_TRY IT:_
Leave the pictures out and print, word for word, the lines below from the one with "Query: paving stones" through the final line.

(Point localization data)
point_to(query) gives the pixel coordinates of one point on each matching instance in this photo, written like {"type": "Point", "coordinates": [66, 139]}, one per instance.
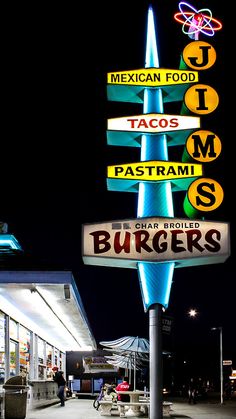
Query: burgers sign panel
{"type": "Point", "coordinates": [123, 243]}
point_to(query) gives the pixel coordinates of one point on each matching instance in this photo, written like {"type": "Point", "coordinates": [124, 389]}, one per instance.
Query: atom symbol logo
{"type": "Point", "coordinates": [196, 21]}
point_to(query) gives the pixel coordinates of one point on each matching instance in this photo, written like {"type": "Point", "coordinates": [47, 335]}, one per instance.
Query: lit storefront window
{"type": "Point", "coordinates": [48, 360]}
{"type": "Point", "coordinates": [2, 347]}
{"type": "Point", "coordinates": [24, 342]}
{"type": "Point", "coordinates": [13, 358]}
{"type": "Point", "coordinates": [56, 357]}
{"type": "Point", "coordinates": [13, 329]}
{"type": "Point", "coordinates": [41, 359]}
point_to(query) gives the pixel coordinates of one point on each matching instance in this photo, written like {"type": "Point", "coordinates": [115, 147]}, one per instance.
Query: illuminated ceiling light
{"type": "Point", "coordinates": [8, 241]}
{"type": "Point", "coordinates": [192, 312]}
{"type": "Point", "coordinates": [196, 21]}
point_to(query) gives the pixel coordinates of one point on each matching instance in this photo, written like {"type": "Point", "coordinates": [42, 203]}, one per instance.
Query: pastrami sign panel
{"type": "Point", "coordinates": [124, 243]}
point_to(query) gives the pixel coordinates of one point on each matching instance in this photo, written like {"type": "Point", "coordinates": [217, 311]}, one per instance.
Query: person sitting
{"type": "Point", "coordinates": [123, 386]}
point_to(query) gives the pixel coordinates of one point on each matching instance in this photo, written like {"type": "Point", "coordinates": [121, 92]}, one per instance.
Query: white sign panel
{"type": "Point", "coordinates": [123, 243]}
{"type": "Point", "coordinates": [153, 123]}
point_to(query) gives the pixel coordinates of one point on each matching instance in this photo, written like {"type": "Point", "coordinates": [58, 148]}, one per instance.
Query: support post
{"type": "Point", "coordinates": [156, 362]}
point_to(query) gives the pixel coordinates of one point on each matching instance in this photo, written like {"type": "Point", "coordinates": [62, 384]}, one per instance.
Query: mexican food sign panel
{"type": "Point", "coordinates": [124, 243]}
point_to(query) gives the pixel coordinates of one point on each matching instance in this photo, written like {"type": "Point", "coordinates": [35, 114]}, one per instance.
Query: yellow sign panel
{"type": "Point", "coordinates": [199, 55]}
{"type": "Point", "coordinates": [204, 146]}
{"type": "Point", "coordinates": [205, 194]}
{"type": "Point", "coordinates": [152, 77]}
{"type": "Point", "coordinates": [201, 99]}
{"type": "Point", "coordinates": [154, 170]}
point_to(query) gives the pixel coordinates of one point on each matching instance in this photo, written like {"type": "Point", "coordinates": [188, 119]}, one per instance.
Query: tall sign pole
{"type": "Point", "coordinates": [155, 199]}
{"type": "Point", "coordinates": [156, 242]}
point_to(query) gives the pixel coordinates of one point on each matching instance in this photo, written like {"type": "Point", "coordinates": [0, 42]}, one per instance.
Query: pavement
{"type": "Point", "coordinates": [83, 409]}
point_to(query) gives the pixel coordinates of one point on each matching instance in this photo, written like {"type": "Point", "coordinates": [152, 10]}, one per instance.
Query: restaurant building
{"type": "Point", "coordinates": [41, 318]}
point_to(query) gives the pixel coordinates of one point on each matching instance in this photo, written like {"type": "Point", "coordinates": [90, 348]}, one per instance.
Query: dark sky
{"type": "Point", "coordinates": [54, 156]}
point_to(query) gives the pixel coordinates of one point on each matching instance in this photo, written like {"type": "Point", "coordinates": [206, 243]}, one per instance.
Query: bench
{"type": "Point", "coordinates": [141, 406]}
{"type": "Point", "coordinates": [108, 407]}
{"type": "Point", "coordinates": [167, 408]}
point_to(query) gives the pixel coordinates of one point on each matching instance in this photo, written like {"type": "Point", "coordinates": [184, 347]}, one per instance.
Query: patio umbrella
{"type": "Point", "coordinates": [126, 360]}
{"type": "Point", "coordinates": [129, 344]}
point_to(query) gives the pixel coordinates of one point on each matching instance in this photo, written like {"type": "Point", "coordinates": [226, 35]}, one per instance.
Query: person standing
{"type": "Point", "coordinates": [61, 382]}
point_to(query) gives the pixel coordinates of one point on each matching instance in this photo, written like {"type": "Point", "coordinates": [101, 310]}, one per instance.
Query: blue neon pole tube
{"type": "Point", "coordinates": [154, 199]}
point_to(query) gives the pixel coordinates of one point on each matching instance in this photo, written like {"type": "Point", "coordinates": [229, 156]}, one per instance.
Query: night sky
{"type": "Point", "coordinates": [54, 158]}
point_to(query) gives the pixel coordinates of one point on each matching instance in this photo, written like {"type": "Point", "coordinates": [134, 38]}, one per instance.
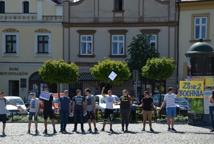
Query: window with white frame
{"type": "Point", "coordinates": [2, 7]}
{"type": "Point", "coordinates": [153, 40]}
{"type": "Point", "coordinates": [10, 43]}
{"type": "Point", "coordinates": [26, 7]}
{"type": "Point", "coordinates": [118, 45]}
{"type": "Point", "coordinates": [43, 43]}
{"type": "Point", "coordinates": [86, 45]}
{"type": "Point", "coordinates": [200, 27]}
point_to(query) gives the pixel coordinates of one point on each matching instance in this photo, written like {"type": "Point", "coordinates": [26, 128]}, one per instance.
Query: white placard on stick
{"type": "Point", "coordinates": [112, 76]}
{"type": "Point", "coordinates": [45, 95]}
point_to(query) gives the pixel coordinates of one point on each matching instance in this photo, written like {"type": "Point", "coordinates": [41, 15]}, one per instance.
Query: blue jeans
{"type": "Point", "coordinates": [64, 120]}
{"type": "Point", "coordinates": [171, 112]}
{"type": "Point", "coordinates": [212, 115]}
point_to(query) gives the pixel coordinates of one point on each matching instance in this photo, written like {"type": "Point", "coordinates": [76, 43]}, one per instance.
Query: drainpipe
{"type": "Point", "coordinates": [178, 29]}
{"type": "Point", "coordinates": [40, 9]}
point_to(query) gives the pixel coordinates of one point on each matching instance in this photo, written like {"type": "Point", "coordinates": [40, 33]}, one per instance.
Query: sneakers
{"type": "Point", "coordinates": [28, 132]}
{"type": "Point", "coordinates": [111, 130]}
{"type": "Point", "coordinates": [95, 130]}
{"type": "Point", "coordinates": [151, 130]}
{"type": "Point", "coordinates": [36, 132]}
{"type": "Point", "coordinates": [45, 131]}
{"type": "Point", "coordinates": [54, 131]}
{"type": "Point", "coordinates": [174, 130]}
{"type": "Point", "coordinates": [123, 129]}
{"type": "Point", "coordinates": [89, 130]}
{"type": "Point", "coordinates": [102, 129]}
{"type": "Point", "coordinates": [126, 131]}
{"type": "Point", "coordinates": [83, 131]}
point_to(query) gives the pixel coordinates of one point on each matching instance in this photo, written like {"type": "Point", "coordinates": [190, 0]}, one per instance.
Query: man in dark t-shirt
{"type": "Point", "coordinates": [147, 106]}
{"type": "Point", "coordinates": [79, 107]}
{"type": "Point", "coordinates": [125, 108]}
{"type": "Point", "coordinates": [48, 112]}
{"type": "Point", "coordinates": [65, 108]}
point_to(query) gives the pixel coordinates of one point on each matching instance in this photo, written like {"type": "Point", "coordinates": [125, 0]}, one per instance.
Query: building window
{"type": "Point", "coordinates": [118, 5]}
{"type": "Point", "coordinates": [118, 45]}
{"type": "Point", "coordinates": [2, 7]}
{"type": "Point", "coordinates": [202, 65]}
{"type": "Point", "coordinates": [25, 7]}
{"type": "Point", "coordinates": [200, 27]}
{"type": "Point", "coordinates": [86, 44]}
{"type": "Point", "coordinates": [43, 43]}
{"type": "Point", "coordinates": [153, 40]}
{"type": "Point", "coordinates": [10, 44]}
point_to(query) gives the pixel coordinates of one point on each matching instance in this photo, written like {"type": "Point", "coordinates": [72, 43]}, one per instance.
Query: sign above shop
{"type": "Point", "coordinates": [14, 73]}
{"type": "Point", "coordinates": [191, 89]}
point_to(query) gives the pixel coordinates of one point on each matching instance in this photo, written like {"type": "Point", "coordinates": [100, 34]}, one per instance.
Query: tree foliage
{"type": "Point", "coordinates": [140, 51]}
{"type": "Point", "coordinates": [158, 68]}
{"type": "Point", "coordinates": [54, 71]}
{"type": "Point", "coordinates": [102, 70]}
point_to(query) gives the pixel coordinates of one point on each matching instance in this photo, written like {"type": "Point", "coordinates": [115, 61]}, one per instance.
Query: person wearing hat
{"type": "Point", "coordinates": [3, 112]}
{"type": "Point", "coordinates": [33, 112]}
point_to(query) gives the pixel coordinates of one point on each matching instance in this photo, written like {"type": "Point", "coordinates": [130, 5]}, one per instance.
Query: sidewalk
{"type": "Point", "coordinates": [16, 134]}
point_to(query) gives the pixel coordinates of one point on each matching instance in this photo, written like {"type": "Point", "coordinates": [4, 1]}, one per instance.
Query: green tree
{"type": "Point", "coordinates": [158, 68]}
{"type": "Point", "coordinates": [58, 71]}
{"type": "Point", "coordinates": [102, 70]}
{"type": "Point", "coordinates": [140, 50]}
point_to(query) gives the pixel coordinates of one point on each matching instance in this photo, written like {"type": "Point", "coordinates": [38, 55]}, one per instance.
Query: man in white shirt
{"type": "Point", "coordinates": [109, 109]}
{"type": "Point", "coordinates": [169, 102]}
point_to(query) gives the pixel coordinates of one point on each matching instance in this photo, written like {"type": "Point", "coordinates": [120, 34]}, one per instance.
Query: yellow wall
{"type": "Point", "coordinates": [186, 31]}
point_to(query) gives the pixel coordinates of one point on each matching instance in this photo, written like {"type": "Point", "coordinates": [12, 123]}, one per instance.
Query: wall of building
{"type": "Point", "coordinates": [186, 30]}
{"type": "Point", "coordinates": [26, 62]}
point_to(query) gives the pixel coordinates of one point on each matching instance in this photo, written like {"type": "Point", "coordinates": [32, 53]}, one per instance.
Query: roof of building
{"type": "Point", "coordinates": [200, 48]}
{"type": "Point", "coordinates": [58, 1]}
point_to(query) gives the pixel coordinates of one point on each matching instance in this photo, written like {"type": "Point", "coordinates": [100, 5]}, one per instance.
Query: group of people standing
{"type": "Point", "coordinates": [80, 107]}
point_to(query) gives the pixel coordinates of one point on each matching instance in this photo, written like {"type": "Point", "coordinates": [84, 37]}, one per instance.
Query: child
{"type": "Point", "coordinates": [33, 112]}
{"type": "Point", "coordinates": [65, 110]}
{"type": "Point", "coordinates": [79, 107]}
{"type": "Point", "coordinates": [3, 111]}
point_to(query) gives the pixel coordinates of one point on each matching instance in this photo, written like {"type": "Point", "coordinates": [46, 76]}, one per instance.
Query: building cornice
{"type": "Point", "coordinates": [197, 5]}
{"type": "Point", "coordinates": [130, 24]}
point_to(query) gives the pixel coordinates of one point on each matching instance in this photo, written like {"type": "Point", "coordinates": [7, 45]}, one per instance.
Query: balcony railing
{"type": "Point", "coordinates": [114, 19]}
{"type": "Point", "coordinates": [19, 17]}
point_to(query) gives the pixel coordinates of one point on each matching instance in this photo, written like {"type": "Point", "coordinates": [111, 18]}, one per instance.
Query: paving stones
{"type": "Point", "coordinates": [17, 134]}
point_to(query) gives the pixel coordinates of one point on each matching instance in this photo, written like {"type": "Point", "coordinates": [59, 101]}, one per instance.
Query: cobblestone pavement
{"type": "Point", "coordinates": [16, 134]}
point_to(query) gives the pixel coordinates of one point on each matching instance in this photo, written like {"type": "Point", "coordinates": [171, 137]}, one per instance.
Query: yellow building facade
{"type": "Point", "coordinates": [196, 23]}
{"type": "Point", "coordinates": [31, 33]}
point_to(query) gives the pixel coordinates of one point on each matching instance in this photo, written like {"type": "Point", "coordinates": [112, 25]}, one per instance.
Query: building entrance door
{"type": "Point", "coordinates": [14, 88]}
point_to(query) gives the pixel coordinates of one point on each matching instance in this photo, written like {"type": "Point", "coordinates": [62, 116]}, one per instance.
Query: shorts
{"type": "Point", "coordinates": [32, 115]}
{"type": "Point", "coordinates": [125, 114]}
{"type": "Point", "coordinates": [108, 114]}
{"type": "Point", "coordinates": [3, 118]}
{"type": "Point", "coordinates": [91, 115]}
{"type": "Point", "coordinates": [48, 114]}
{"type": "Point", "coordinates": [147, 115]}
{"type": "Point", "coordinates": [171, 112]}
{"type": "Point", "coordinates": [78, 117]}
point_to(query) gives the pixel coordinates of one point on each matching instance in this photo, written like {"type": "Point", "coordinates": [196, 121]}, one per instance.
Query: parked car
{"type": "Point", "coordinates": [56, 102]}
{"type": "Point", "coordinates": [15, 105]}
{"type": "Point", "coordinates": [101, 104]}
{"type": "Point", "coordinates": [182, 104]}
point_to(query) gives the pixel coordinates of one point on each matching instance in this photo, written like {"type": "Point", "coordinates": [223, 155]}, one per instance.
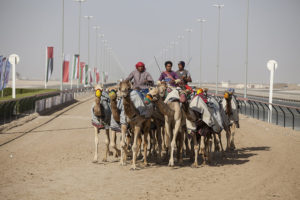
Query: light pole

_OUTPUT FOR THIS EXERCISE:_
Query: paving stones
{"type": "Point", "coordinates": [17, 134]}
point_to(query) gives the pixel coordinates of one point on each matching instance in this photo, written like {"type": "Point", "coordinates": [59, 101]}, one per instance.
Query: cobblestone pavement
{"type": "Point", "coordinates": [16, 134]}
point_to(query) gives the pixel coordinates of one point on each matching instance in this photo, written like {"type": "Point", "coordinates": [171, 137]}, one per instance.
Query: yellow building facade
{"type": "Point", "coordinates": [196, 23]}
{"type": "Point", "coordinates": [31, 33]}
point_to(query) gives the pixel coordinates of one point on each matching instance in this photo, written like {"type": "Point", "coordinates": [112, 25]}, one per instance.
Query: building entrance door
{"type": "Point", "coordinates": [14, 88]}
point_to(query) gives the pixel coordinates of one point on each matching instance in this photo, written like {"type": "Point", "coordinates": [62, 116]}, one per instance.
Query: shorts
{"type": "Point", "coordinates": [32, 115]}
{"type": "Point", "coordinates": [125, 114]}
{"type": "Point", "coordinates": [108, 114]}
{"type": "Point", "coordinates": [3, 118]}
{"type": "Point", "coordinates": [91, 115]}
{"type": "Point", "coordinates": [48, 114]}
{"type": "Point", "coordinates": [147, 115]}
{"type": "Point", "coordinates": [171, 112]}
{"type": "Point", "coordinates": [78, 117]}
point_to(query) gives the pixel coordinates of one point on each matching instance in this photo, written like {"type": "Point", "coordinates": [196, 121]}, one per instance.
Query: parked car
{"type": "Point", "coordinates": [56, 102]}
{"type": "Point", "coordinates": [15, 105]}
{"type": "Point", "coordinates": [101, 104]}
{"type": "Point", "coordinates": [182, 104]}
point_to(query) gives the pixel coordinates of one point on each matching instance in this photo, written like {"type": "Point", "coordinates": [223, 155]}, one per instance.
Query: light pole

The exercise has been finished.